RECORDS FOR THIS EXERCISE below:
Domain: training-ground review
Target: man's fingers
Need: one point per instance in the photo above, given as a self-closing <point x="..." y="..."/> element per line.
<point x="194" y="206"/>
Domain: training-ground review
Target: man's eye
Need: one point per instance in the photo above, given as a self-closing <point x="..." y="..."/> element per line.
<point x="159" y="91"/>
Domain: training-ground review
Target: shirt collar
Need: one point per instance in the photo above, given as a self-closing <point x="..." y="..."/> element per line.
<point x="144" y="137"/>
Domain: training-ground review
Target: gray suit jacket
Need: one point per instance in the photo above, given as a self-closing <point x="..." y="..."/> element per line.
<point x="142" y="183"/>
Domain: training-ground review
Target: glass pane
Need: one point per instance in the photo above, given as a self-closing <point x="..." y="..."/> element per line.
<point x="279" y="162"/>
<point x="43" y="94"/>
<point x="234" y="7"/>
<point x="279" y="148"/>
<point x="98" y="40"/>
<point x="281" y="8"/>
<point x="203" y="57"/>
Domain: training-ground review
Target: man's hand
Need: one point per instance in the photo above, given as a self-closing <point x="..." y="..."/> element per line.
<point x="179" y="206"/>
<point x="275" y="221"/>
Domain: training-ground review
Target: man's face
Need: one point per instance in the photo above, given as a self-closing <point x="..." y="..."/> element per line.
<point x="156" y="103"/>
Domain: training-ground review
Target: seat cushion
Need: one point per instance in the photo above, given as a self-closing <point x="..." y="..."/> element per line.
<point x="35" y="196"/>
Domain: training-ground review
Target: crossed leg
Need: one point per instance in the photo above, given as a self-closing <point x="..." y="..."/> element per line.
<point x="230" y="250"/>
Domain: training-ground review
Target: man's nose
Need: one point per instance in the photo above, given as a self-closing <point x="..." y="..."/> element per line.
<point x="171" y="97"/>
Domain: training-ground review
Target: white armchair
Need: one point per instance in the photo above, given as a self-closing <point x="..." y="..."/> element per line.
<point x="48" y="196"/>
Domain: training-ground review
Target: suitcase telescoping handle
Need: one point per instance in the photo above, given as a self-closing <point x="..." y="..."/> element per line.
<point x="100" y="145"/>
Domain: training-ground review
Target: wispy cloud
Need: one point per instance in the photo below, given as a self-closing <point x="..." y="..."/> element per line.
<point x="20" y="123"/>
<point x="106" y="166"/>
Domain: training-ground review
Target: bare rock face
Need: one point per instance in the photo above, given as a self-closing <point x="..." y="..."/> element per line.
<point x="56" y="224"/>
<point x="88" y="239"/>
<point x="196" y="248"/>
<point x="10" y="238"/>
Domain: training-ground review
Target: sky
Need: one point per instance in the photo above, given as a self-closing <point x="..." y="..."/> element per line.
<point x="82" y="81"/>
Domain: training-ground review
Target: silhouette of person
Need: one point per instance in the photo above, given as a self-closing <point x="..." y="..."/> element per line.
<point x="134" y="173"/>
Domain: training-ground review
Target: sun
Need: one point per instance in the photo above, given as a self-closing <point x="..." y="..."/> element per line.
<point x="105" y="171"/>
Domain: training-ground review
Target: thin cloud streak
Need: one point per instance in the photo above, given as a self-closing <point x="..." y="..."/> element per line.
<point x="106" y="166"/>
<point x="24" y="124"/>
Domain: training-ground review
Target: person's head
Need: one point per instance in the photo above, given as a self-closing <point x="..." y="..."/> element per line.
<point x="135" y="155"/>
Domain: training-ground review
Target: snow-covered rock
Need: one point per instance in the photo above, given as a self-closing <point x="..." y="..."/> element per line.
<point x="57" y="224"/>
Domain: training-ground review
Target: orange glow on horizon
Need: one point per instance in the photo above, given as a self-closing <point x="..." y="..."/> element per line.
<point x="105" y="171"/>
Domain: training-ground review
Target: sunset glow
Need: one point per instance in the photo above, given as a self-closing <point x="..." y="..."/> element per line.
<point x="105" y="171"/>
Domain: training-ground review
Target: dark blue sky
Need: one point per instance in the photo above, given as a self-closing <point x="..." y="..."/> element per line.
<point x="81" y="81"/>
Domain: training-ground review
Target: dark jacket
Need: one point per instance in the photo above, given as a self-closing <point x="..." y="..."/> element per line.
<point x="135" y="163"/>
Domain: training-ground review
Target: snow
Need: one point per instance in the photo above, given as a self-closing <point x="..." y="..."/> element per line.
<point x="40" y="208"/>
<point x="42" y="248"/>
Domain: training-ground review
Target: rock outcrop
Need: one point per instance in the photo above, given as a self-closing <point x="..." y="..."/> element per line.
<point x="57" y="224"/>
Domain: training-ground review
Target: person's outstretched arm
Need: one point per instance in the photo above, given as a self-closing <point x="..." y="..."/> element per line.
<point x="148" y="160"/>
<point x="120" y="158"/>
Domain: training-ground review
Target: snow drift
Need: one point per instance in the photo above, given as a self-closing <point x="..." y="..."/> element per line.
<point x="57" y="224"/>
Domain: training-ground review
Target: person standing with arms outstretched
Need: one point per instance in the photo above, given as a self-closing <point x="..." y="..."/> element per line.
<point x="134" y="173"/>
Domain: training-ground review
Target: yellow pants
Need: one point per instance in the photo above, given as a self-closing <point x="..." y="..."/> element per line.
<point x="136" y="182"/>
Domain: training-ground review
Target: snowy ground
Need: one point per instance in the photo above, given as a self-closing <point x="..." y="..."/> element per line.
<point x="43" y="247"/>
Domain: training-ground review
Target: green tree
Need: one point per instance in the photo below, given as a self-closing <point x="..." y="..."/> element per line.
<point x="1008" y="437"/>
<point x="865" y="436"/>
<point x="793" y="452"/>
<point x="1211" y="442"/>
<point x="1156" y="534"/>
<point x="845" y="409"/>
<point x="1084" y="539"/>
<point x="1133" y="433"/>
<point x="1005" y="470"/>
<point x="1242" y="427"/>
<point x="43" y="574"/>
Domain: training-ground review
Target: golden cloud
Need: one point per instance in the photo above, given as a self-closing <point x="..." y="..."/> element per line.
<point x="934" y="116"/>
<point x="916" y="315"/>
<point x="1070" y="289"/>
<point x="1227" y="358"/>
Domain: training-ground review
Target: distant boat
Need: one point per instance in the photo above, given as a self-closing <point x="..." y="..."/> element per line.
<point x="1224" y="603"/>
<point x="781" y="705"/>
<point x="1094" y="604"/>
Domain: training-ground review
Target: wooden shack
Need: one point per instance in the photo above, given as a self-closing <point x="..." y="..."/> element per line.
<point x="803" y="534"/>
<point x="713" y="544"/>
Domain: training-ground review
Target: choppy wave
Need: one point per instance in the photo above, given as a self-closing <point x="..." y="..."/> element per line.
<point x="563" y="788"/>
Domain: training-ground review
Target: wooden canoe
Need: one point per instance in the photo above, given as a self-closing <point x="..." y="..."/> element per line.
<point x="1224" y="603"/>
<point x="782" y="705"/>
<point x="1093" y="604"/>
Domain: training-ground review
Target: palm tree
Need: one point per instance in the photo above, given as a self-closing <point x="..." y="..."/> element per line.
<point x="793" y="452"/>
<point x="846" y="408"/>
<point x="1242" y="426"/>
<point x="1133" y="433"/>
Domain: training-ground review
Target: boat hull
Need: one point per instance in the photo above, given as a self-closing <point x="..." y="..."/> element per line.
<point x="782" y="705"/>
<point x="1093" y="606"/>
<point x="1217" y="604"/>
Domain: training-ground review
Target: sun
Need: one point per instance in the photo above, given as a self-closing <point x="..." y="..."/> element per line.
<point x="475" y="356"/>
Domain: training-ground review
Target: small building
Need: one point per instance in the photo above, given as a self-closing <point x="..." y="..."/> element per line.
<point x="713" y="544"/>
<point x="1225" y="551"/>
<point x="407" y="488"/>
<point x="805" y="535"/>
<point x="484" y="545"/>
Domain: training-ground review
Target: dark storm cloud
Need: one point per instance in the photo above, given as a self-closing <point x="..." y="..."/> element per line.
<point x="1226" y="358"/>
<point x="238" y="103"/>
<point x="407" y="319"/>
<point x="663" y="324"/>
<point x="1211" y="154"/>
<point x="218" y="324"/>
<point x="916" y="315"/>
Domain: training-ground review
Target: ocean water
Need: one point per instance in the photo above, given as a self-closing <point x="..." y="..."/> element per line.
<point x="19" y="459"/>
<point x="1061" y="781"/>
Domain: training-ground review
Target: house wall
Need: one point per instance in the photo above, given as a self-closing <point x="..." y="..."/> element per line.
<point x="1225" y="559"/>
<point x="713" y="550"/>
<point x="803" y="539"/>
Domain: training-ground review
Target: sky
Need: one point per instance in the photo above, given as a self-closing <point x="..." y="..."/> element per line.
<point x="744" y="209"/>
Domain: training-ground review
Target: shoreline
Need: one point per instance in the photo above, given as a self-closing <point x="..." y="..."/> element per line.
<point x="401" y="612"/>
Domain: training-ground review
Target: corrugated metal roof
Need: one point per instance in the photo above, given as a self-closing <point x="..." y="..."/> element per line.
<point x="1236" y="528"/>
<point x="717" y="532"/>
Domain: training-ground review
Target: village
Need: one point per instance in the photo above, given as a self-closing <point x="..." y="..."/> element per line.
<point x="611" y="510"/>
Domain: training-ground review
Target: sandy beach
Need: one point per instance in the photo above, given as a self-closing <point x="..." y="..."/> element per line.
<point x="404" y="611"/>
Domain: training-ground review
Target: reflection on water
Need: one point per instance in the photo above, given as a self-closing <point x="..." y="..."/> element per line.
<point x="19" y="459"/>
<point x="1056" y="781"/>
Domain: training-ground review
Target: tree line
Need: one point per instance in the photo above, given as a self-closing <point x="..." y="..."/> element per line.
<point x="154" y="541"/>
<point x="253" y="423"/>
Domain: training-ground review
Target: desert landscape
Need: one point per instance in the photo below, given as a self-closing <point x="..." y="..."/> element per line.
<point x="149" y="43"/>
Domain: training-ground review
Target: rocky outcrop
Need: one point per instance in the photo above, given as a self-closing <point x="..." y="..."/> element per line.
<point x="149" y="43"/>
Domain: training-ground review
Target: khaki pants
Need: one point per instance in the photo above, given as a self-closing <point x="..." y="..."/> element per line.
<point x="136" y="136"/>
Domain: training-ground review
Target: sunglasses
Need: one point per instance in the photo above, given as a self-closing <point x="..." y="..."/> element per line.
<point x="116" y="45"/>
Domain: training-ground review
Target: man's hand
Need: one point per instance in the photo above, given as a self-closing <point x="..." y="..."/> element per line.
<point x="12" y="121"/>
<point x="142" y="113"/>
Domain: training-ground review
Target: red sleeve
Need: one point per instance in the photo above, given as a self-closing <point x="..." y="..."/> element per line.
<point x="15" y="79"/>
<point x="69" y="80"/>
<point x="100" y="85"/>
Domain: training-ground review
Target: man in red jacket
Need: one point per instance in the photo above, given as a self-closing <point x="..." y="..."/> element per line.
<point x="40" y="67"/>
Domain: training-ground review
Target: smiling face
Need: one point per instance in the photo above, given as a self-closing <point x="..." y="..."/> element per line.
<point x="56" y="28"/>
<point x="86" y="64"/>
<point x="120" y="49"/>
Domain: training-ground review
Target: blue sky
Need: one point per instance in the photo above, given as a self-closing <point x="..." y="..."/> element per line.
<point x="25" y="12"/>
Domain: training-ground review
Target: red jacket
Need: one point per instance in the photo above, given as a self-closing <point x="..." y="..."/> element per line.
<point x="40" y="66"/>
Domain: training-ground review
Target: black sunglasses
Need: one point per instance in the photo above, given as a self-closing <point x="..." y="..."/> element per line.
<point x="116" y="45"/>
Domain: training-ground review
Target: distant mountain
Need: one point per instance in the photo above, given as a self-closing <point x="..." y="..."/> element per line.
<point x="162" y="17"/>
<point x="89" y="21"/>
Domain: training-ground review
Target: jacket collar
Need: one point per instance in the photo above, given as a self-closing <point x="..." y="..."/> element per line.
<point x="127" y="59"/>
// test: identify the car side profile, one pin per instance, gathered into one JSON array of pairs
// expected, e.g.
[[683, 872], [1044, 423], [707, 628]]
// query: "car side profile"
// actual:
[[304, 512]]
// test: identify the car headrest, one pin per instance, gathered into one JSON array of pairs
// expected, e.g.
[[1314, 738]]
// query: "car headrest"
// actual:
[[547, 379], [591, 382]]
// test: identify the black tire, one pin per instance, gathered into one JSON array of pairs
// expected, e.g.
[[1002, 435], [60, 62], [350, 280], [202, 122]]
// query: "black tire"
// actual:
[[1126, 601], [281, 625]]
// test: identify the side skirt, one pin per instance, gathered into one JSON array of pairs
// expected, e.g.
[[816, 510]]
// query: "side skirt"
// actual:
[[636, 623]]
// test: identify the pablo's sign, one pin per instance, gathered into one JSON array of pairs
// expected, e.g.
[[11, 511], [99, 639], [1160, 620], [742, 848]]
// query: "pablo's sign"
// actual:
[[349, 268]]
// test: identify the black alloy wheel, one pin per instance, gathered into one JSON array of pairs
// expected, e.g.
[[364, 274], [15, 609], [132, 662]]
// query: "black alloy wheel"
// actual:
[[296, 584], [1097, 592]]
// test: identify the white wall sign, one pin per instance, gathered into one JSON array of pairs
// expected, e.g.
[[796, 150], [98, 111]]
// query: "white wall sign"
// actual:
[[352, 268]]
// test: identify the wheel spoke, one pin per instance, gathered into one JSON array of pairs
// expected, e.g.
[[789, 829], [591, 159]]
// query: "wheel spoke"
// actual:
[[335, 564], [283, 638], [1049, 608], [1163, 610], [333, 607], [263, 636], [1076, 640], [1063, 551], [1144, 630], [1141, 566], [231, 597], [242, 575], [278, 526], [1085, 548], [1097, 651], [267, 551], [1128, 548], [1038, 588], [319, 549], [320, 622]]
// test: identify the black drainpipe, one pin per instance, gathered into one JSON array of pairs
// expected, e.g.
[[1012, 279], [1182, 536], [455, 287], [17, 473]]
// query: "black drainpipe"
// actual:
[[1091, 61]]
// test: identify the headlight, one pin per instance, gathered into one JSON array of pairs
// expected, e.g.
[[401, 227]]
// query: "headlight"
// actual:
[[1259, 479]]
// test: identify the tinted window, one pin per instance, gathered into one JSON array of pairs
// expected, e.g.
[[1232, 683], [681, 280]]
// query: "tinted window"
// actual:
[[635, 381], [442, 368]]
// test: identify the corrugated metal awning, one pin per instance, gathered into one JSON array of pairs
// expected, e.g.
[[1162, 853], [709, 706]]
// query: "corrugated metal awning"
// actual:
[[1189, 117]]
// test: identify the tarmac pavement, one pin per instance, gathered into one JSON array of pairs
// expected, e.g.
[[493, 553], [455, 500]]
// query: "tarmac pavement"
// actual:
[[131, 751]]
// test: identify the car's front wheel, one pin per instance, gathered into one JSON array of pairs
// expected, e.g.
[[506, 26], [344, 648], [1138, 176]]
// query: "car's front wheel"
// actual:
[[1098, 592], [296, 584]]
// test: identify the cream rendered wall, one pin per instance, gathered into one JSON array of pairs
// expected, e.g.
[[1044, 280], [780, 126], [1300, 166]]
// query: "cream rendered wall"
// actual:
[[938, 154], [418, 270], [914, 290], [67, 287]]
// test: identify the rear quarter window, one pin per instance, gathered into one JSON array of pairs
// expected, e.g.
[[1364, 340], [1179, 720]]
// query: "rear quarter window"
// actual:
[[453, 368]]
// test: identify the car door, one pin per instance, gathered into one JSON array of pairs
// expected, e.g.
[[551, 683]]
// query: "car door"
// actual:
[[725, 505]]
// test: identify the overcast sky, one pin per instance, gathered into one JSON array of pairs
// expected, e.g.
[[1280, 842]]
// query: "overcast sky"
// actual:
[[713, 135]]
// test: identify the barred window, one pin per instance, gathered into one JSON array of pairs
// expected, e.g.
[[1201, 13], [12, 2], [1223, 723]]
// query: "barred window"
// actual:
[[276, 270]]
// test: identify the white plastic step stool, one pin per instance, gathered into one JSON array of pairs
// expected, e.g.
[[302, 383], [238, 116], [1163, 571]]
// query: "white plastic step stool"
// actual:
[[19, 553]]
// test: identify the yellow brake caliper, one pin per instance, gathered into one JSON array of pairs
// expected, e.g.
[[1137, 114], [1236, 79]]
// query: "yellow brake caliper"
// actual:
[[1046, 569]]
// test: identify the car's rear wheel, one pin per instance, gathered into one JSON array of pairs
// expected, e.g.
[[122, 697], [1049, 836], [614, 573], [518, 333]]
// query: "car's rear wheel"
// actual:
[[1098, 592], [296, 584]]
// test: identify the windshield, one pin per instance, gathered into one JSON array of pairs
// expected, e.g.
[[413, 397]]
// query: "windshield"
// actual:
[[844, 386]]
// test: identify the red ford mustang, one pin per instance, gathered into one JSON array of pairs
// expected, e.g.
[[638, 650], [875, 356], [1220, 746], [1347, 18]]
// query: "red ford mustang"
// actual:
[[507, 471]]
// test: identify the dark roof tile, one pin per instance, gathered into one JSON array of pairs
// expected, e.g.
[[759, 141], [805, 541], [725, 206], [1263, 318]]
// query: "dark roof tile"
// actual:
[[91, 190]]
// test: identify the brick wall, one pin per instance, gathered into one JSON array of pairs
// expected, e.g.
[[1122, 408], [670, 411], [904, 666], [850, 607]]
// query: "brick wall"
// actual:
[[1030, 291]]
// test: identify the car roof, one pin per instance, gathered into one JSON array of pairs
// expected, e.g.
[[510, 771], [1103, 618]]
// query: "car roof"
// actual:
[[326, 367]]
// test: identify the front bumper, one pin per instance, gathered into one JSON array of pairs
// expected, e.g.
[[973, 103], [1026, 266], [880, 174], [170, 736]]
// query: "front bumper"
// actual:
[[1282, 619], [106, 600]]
End of RECORDS FOR THIS EXERCISE.
**TASK GOAL**
The lines needed are the ones from the first line of the entries through the line that contains "Target: glass pane", given again without any change.

**RESPONSE AREA**
Domain: training-ground review
Target: man's fingers
Need: one point per instance in the photo above, given as a self-closing <point x="..." y="..."/> element per line.
<point x="194" y="206"/>
Domain: training-ground review
Target: man's eye
Need: one point per instance in the photo above, given as a self-closing <point x="..." y="..."/> element per line.
<point x="159" y="91"/>
Domain: training-ground review
Target: shirt collar
Need: one point per instance in the photo above, given as a self-closing <point x="..." y="..."/> element per line.
<point x="144" y="137"/>
Domain: training-ground review
Target: gray suit jacket
Need: one point per instance in the photo above, given as a self-closing <point x="..." y="..."/> element per line.
<point x="142" y="183"/>
Domain: training-ground review
Target: glass pane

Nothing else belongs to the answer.